Friday, March 29, 2024

On Day 126, Joe Biden Desperately Attempted to Rewrite His COVID Origins Record.

On Day 126, Joe Biden admitted that U.S. intelligence is investigating the so-called “conspiracy theory” about possible lab origin of COVID-19—and bizarrely suggested that it was Donald Trump’s fault it didn’t occur sooner.

On Wednesday, May 26, President Joe Biden published a statement “on the Investigation into the Origins of COVID-19” wherein he painted himself as a stalwart, if thwarted, champion of putting Centers for Disease Control (CDC) inspectors’ boots on the ground in China when the pandemic began.

“Back in early 2020, when COVID-19 emerged, I called for the CDC to get access to China to learn about the virus so we could fight it more effectively,” Biden wrote. “The failure to get our inspectors on the ground in those early months will always hamper any investigation into the origin of COVID-19.” That’s right, it’s the last guy’s fault we didn’t do this sooner!

To jog the memory: Biden was at the time calling former president Donald Trump’s coronavirus response “nakedly xenophobic,” while claiming that with his outsized diplomatic prowess, he could strong-arm China into cooperating with U.S. health officials.

He falsely stated that Trump had cut CDC staff in Beijing to four employees, saying that Trump had “brought home the vast majority of them,” when in reality most of the cuts were Chinese nationals. When Trump lashed out at China, Biden accused him of “fanning the flames” of “hate, fear and xenophobia.”

“Nevertheless,” his statement continues, “shortly after I became President, in March, I had my National Security Advisor task the Intelligence Community to prepare a report on their most up-to-date analysis of the origins of COVID-19.” The president writes that currently, his intelligence community has only expressed low to moderate confidence in either the “human contact with an infected animal” or “laboratory accident” scenario.

The statement fails to mention that when Biden took office, he immediately terminated a probe originally led by former secretary of state Mike Pompeo into the Wuhan Institute of Virology for its potential role in spawning in COVID-19.

The “lab leak” theory was treated with near-comprehensive ridicule as a hoax or conspiracy theory by the mainstream media, with some outlets even allowing Chinese Communist Party entities to supposedly debunk the claim. (“Beijing says the claims are ‘insane,'” the Guardian reported in May 2020.)

On the heels of this statement, the White House sent out not their top spokesperson, but rather, deputy press secretary Karine Jean-Pierre to field questions. Jean-Pierre answered every question about the investigation or China’s cooperation with some iteration of “We’ll have more to share after the 90 days.”

Dr. Anthony Fauci said in 2020 that the evidence, to him, was “very, very strongly leaning toward this could not have been artificially or deliberately manipulated,” adding, “I don’t get what they’re talking about… I don’t spend a lot of time going in on this circular argument.” Fauci now says “I am not convinced” that the virus occurred naturally, attracting the ire of Chinese state-run media.

In an interview Tuesday with Fox Nation host Dan Bongino, Trump said, “I have very little doubt it came from the lab.”

■ **Directions**
1. List every person named by full name in the article on Biden's COVID origins statement.
2. Set down the article on Biden's COVID origins statement word for word, from "Dr. Anthony Fauci" up to and including "Chinese state-run media.".
3. Decide whether each statement agrees with the article on Biden's COVID origins statement, answering yes or no and quoting the words that decide it. (a) Biden's statement was published on Wednesday, May 26. (b) The White House sent its top spokesperson to field questions after the statement. (c) Trump told Dan Bongino that he had serious doubts the virus came from the lab.

■ **Entries shown**
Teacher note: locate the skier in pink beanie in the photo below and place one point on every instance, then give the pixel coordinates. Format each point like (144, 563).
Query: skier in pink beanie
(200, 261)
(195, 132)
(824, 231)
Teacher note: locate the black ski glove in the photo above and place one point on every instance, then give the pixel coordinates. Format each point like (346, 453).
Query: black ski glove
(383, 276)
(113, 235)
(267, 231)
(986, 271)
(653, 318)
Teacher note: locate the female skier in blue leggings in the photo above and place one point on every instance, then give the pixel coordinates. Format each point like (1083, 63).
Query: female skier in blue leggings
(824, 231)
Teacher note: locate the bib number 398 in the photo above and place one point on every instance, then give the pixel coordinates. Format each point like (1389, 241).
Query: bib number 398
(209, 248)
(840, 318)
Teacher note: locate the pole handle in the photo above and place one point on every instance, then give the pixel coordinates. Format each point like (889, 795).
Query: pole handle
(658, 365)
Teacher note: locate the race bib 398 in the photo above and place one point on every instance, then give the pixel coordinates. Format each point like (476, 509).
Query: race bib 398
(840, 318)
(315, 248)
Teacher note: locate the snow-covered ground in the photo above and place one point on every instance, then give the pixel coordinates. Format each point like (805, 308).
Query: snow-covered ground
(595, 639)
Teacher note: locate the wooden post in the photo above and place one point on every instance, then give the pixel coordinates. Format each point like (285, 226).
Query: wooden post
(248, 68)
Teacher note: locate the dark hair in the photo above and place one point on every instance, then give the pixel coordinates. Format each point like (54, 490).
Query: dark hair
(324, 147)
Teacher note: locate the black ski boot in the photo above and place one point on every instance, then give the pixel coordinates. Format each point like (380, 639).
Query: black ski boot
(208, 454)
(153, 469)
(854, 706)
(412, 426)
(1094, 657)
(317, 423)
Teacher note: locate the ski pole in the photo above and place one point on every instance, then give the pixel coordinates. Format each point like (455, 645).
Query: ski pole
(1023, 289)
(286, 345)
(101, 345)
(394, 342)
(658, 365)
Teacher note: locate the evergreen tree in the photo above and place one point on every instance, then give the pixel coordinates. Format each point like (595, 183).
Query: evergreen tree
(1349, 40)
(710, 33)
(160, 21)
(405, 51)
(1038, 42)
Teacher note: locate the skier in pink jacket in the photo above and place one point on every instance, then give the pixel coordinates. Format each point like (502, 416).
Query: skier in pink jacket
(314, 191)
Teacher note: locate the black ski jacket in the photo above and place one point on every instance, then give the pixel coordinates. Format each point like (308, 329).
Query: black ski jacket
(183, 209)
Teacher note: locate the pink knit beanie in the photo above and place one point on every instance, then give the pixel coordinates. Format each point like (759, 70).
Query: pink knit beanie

■ **Solutions to the problems**
1. Joe Biden, Donald Trump, Mike Pompeo, Karine Jean-Pierre, Anthony Fauci, Dan Bongino

2.
Dr. Anthony Fauci said in 2020 that the evidence, to him, was “very, very strongly leaning toward this could not have been artificially or deliberately manipulated,” adding, “I don’t get what they’re talking about… I don’t spend a lot of time going in on this circular argument.” Fauci now says “I am not convinced” that the virus occurred naturally, attracting the ire of Chinese state-run media.

3.
(a) Yes: "On Wednesday, May 26, President Joe Biden published a statement"
(b) No: "the White House sent out not their top spokesperson, but rather, deputy press secretary Karine Jean-Pierre to field questions"
(c) No: "I have very little doubt it came from the lab."